*Goal of the exercise*. Write down each entry again, exactly as it reads.

*Data shown*.
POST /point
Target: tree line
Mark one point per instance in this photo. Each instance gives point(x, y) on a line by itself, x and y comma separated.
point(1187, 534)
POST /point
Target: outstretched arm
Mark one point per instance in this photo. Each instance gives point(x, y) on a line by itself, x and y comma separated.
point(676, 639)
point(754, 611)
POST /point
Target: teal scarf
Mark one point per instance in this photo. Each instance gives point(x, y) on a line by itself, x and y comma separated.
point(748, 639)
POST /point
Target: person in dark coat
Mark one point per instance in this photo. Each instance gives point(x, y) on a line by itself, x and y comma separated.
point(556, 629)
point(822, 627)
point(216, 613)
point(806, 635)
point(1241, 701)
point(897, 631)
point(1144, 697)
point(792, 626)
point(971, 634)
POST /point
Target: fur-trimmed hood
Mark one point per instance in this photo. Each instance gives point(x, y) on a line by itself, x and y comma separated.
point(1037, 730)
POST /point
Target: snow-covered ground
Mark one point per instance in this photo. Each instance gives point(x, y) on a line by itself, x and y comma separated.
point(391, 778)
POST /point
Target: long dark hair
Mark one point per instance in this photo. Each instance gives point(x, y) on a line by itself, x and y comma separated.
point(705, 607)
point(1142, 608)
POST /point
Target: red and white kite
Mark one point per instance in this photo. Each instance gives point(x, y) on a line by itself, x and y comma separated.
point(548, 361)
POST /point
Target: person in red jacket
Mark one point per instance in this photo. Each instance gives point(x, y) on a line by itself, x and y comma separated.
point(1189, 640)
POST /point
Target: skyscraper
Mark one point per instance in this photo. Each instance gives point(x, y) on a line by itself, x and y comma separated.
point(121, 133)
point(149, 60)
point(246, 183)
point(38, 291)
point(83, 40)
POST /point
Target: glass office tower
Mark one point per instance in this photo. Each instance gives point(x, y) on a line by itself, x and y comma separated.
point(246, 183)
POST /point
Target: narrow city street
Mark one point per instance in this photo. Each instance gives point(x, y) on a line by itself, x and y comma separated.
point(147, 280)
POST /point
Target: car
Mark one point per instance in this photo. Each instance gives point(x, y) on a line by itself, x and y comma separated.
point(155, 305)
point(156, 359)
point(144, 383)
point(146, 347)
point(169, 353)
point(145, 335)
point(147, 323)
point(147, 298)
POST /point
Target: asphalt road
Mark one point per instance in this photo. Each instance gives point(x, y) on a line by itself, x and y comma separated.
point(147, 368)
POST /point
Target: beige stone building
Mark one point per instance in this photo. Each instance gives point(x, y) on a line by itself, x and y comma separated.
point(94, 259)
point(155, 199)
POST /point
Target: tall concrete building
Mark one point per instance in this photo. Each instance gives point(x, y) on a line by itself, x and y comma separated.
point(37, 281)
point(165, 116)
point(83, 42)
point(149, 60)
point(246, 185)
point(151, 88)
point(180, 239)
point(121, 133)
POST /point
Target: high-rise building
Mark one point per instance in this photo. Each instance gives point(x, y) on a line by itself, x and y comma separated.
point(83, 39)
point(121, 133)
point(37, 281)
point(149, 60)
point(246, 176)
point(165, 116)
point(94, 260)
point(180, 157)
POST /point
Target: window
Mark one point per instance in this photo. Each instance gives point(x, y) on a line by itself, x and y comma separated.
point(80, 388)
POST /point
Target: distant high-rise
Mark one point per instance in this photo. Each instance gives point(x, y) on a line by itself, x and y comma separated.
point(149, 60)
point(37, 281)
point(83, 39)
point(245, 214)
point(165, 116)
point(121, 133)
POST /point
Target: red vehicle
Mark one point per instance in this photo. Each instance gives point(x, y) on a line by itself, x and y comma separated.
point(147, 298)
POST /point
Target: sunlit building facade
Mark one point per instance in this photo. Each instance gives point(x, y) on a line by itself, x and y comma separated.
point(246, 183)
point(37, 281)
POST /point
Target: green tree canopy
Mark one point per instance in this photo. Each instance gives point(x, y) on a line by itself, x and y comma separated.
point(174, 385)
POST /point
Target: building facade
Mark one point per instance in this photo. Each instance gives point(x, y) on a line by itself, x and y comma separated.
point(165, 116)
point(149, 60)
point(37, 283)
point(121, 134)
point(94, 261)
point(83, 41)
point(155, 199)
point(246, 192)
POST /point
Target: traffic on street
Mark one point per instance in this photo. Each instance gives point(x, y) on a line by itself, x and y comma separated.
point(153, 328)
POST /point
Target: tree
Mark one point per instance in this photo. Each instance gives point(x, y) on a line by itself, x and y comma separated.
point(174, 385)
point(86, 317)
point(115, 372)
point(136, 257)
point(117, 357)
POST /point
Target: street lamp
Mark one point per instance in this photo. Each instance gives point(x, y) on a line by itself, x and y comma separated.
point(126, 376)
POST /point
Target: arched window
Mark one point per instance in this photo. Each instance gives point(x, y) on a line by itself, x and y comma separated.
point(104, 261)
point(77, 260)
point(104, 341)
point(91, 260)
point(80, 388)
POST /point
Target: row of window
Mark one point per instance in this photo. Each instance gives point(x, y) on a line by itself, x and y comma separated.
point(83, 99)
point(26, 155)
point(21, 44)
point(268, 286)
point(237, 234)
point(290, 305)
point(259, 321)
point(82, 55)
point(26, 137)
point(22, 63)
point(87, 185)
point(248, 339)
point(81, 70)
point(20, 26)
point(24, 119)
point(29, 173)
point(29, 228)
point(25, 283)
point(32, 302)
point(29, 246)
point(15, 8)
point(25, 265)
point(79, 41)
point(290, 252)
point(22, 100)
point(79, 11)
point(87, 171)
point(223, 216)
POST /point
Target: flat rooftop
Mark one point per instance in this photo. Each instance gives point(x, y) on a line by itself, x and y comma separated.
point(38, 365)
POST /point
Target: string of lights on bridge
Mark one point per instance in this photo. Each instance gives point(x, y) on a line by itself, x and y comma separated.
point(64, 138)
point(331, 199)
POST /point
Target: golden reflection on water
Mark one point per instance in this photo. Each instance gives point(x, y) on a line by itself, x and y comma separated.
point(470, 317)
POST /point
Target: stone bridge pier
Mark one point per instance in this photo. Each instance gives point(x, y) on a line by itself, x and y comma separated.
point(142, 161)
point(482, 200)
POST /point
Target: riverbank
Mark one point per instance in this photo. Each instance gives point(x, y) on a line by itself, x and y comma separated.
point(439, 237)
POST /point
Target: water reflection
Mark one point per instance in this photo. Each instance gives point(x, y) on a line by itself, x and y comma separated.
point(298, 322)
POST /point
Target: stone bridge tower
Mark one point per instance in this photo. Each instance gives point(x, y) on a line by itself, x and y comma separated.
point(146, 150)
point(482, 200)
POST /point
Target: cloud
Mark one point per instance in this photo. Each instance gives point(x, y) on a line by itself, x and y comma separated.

*Result for this task*.
POST /point
Target: tree line
Mark one point per instance in this photo. Each instance gives point(x, y) on a line by itself, x and y comma separated.
point(1187, 534)
POST /point
Target: outstretched arm
Mark one point per instance in this photo. Each instance gives point(x, y) on a line by itself, x and y comma separated.
point(676, 639)
point(754, 611)
POST /point
Target: teal scarf
Mark one point per instance in this photo. Each instance gives point(x, y) on a line by itself, x and y comma separated.
point(748, 639)
POST /point
Target: person in dark coat
Mark one point per instance in this photo. Each instance gives point(x, y) on a line by itself, x and y comma separated.
point(556, 629)
point(822, 627)
point(216, 613)
point(806, 635)
point(1241, 701)
point(897, 631)
point(1144, 697)
point(792, 626)
point(971, 634)
POST /point
Target: fur-trimmed hood
Mark one point per instance in this photo. Each instance gives point(x, y) on a line by itself, x and y comma separated.
point(1037, 730)
POST /point
Target: snow-covered ground
Mark one point per instance in this photo. Each instance gives point(x, y) on a line by itself, x and y comma separated.
point(391, 778)
POST /point
Target: long dark hair
Mark one point per instance in this photo. Each instance gives point(x, y) on a line by itself, x and y comma separated.
point(705, 607)
point(1142, 608)
POST /point
Target: red and white kite
Mark one point per instance in this photo. Each instance gives point(x, y) on a line by itself, x and y comma separated.
point(548, 361)
POST /point
Target: person in red jacket
Mark one point per instance in this photo. Each instance gives point(x, y) on a line by itself, x and y comma separated.
point(1189, 640)
POST /point
Target: skyscraper
Mark one point per instance in this photo. Each instance gives point(x, y) on a line by itself, x and y comma separated.
point(121, 133)
point(149, 60)
point(246, 183)
point(38, 291)
point(83, 40)
POST /point
Target: glass office tower
Mark one point per instance in this photo. Each instance gives point(x, y) on a line by itself, x and y comma separated.
point(246, 183)
POST /point
Target: narrow city street
Mark one point per instance in this photo. Each instance gives point(x, y) on a line by itself, x and y comma separated.
point(147, 280)
POST /point
Target: car
Mark one point per instance in this photo. Each instance gives point(x, y) on a line by itself, x and y comma separated.
point(155, 305)
point(156, 359)
point(144, 383)
point(146, 347)
point(169, 353)
point(145, 335)
point(147, 323)
point(147, 298)
POST /point
Target: asphalt road
Mark one point per instance in this photo. Each instance gives point(x, y) on a line by itself, x and y comma separated.
point(147, 368)
POST /point
Target: beige stone building
Mark one point per instance in this photo. Each instance gives point(x, y) on a line by itself, x and y comma separated.
point(94, 259)
point(155, 199)
POST /point
Target: tall concrete building
Mark one point per instance in this photo. Each instance gives point(x, y) on a line by itself, x and y comma separated.
point(37, 281)
point(165, 116)
point(83, 42)
point(149, 60)
point(246, 185)
point(151, 88)
point(180, 239)
point(121, 133)
POST /point
Target: high-rise building
Mark one point per instance in this photo. Each instance gives point(x, y) on a line by itself, x and y comma separated.
point(83, 39)
point(121, 133)
point(37, 281)
point(149, 60)
point(246, 176)
point(165, 116)
point(94, 260)
point(180, 157)
POST /point
Target: window
Mark one point per instance in this photo. Each instance gives point(x, y) on a line by itself, x and y comma separated.
point(80, 388)
POST /point
Target: distant high-rise
Mark one point per instance in this photo. Each instance gives point(x, y) on a line by itself, x and y comma separated.
point(149, 60)
point(37, 281)
point(83, 39)
point(245, 214)
point(165, 116)
point(121, 133)
POST /point
Target: red vehicle
Mark one point per instance in this photo. Each instance gives point(x, y) on a line by itself, x and y comma separated.
point(147, 298)
POST /point
Target: sunlit building facade
Mark one point per instance in this photo. Each instance gives point(x, y) on a line by itself, x and y comma separated.
point(246, 183)
point(37, 281)
POST /point
Target: green tree canopy
Mark one point per instance in this photo. Each instance gives point(x, y) on a line by itself, x and y comma separated.
point(174, 385)
POST /point
Target: building facade
Mark one point per instance in this photo. Each instance gives point(x, y) on a line by itself, x and y comma separated.
point(165, 116)
point(149, 60)
point(37, 283)
point(121, 134)
point(94, 261)
point(83, 41)
point(155, 199)
point(246, 192)
POST /point
Target: traffic on street
Mark one point per instance in this photo. Each instance gives point(x, y) on a line by itself, x and y comma separated.
point(153, 328)
POST /point
Target: tree
Mark one point per instance in this photo. Each instance gives point(x, y) on a line by itself, x and y comma separated.
point(174, 385)
point(86, 317)
point(115, 372)
point(136, 257)
point(117, 357)
POST /point
Target: street lamp
Mark one point per instance in this photo. Each instance gives point(x, y) on a line by itself, x and y comma separated.
point(126, 376)
POST /point
Target: arched window
Mark one point per instance in this photo. Each instance gives point(x, y) on a line by itself, x and y comma separated.
point(104, 261)
point(77, 260)
point(104, 341)
point(91, 260)
point(80, 388)
POST /point
Target: row of window
Mark one point per instance in this photo. Each instance gives point(x, y) on a line by itself, x and y comma separated.
point(83, 99)
point(26, 155)
point(21, 44)
point(268, 286)
point(237, 234)
point(290, 305)
point(259, 321)
point(82, 55)
point(26, 137)
point(22, 63)
point(87, 185)
point(248, 339)
point(81, 70)
point(20, 26)
point(24, 119)
point(29, 173)
point(29, 228)
point(25, 283)
point(32, 302)
point(29, 246)
point(15, 8)
point(25, 265)
point(79, 41)
point(290, 252)
point(22, 100)
point(79, 11)
point(87, 171)
point(223, 216)
POST /point
Target: flat rooftop
Mark one point per instance in this photo. Each instance gives point(x, y) on a line by itself, x and y comma separated.
point(38, 365)
POST /point
Target: string of lights on bridge
Mark one point per instance in this photo. Each instance gives point(x, y) on a line by itself, x and y comma separated.
point(64, 138)
point(331, 199)
POST /point
Target: golden reflection on water
Mark one point per instance in this photo. Each instance gives point(x, y) on a line by itself, x and y comma separated.
point(470, 317)
POST /point
Target: stone bridge pier
Mark one point per instance in this photo. Each instance gives point(x, y) on a line by itself, x and y comma separated.
point(142, 161)
point(482, 200)
POST /point
Target: riverbank
Mark one point per instance in this photo. Each instance gives point(x, y) on a line by itself, x and y comma separated.
point(439, 237)
POST /point
Target: water reflection
Mark one point per instance in this photo. Each instance gives point(x, y) on a line by itself, x and y comma separated.
point(298, 322)
POST /point
Target: stone bridge tower
Mark one point per instance in this photo. Each instance gives point(x, y) on a line by itself, x and y comma separated.
point(146, 150)
point(482, 200)
POST /point
Target: cloud
Mark one point per instance in this photo. Each instance gives point(x, y) on a line by itself, x and y comma separated.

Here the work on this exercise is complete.